[Stored data]
----
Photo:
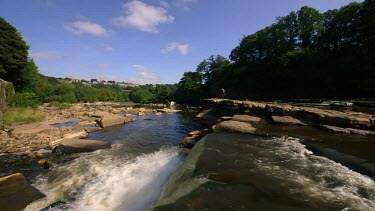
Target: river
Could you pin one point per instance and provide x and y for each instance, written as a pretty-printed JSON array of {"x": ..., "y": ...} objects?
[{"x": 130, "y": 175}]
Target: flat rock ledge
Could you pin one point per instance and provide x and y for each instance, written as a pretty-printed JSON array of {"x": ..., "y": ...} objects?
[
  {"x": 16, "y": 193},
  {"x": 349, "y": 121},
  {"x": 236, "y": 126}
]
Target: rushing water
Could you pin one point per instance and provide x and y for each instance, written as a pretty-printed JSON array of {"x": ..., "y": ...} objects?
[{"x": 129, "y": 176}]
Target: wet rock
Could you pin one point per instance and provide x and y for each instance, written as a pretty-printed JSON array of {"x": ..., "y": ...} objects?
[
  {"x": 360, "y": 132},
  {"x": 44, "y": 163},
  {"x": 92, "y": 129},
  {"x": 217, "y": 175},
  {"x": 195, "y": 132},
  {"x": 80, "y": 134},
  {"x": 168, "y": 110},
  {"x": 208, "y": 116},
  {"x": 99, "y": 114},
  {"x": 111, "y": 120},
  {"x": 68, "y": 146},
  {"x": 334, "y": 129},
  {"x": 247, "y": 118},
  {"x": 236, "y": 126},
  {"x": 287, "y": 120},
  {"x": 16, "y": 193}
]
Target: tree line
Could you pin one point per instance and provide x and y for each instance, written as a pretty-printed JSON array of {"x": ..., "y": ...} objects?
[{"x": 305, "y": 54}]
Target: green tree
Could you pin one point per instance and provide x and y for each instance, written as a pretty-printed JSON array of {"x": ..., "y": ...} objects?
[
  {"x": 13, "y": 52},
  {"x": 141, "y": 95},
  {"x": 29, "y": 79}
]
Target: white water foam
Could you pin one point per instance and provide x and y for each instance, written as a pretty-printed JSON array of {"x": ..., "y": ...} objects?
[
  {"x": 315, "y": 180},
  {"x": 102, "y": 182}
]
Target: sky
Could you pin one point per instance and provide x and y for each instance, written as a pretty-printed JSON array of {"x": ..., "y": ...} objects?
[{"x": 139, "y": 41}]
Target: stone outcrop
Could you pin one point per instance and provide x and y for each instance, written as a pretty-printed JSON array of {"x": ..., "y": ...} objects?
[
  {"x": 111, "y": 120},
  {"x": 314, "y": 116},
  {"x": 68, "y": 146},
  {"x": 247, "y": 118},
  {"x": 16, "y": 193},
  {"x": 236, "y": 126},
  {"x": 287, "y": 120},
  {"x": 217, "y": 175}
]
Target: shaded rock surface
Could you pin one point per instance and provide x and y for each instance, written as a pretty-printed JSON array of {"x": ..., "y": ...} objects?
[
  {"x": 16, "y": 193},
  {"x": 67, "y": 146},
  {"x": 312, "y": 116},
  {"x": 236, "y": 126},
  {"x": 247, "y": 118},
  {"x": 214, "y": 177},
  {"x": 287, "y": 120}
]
----
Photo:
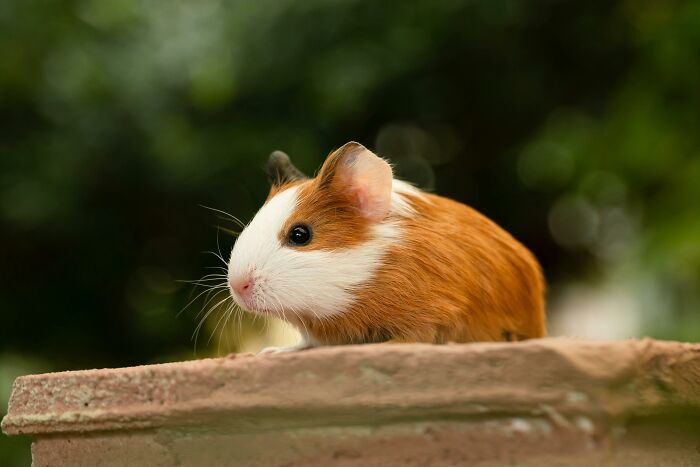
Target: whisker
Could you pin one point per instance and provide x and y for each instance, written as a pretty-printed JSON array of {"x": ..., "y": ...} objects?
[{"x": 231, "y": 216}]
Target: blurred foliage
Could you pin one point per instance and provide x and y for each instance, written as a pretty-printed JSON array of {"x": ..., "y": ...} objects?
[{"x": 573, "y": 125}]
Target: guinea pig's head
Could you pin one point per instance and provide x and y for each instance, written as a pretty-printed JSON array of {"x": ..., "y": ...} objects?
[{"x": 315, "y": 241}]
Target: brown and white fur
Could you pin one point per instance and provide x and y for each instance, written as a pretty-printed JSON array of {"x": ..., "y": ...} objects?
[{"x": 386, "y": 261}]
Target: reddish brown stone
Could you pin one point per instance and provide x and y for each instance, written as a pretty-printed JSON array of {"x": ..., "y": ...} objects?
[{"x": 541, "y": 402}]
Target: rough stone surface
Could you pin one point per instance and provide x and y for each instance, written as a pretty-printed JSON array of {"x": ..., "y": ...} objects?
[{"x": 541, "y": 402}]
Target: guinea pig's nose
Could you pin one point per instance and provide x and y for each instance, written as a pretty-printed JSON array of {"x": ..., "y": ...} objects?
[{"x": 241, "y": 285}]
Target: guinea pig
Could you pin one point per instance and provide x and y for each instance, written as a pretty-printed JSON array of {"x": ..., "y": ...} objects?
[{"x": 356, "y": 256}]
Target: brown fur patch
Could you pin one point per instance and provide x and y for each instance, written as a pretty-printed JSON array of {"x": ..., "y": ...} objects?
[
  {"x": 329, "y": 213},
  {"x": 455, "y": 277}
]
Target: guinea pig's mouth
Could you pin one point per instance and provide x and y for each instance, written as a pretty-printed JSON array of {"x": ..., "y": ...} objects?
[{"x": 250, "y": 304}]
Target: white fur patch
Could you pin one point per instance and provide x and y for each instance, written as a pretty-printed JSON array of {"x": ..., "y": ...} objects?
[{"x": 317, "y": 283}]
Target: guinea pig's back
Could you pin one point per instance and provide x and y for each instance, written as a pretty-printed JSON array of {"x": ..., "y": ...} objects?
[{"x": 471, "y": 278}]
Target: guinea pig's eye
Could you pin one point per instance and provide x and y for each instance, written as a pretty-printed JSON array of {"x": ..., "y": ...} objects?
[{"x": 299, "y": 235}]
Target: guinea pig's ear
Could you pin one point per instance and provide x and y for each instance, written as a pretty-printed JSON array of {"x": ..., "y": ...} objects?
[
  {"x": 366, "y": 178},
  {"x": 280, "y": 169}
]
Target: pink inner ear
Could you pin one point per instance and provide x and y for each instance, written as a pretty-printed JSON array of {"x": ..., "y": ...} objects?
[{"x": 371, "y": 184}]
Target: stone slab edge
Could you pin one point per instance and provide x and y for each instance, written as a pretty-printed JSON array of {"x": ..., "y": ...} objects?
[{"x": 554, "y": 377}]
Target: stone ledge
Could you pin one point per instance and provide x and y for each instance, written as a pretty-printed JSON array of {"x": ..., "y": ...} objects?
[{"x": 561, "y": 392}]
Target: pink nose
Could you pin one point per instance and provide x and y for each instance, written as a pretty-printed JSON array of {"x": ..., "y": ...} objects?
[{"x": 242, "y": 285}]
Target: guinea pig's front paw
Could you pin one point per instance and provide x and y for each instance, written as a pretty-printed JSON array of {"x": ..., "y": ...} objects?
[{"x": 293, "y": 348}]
----
**Your objective:** Show every line of the stored data that contains the word "pink", treating uppercase and lowercase as different.

**Complete answer:**
Target: pink inner ear
Target: pink nose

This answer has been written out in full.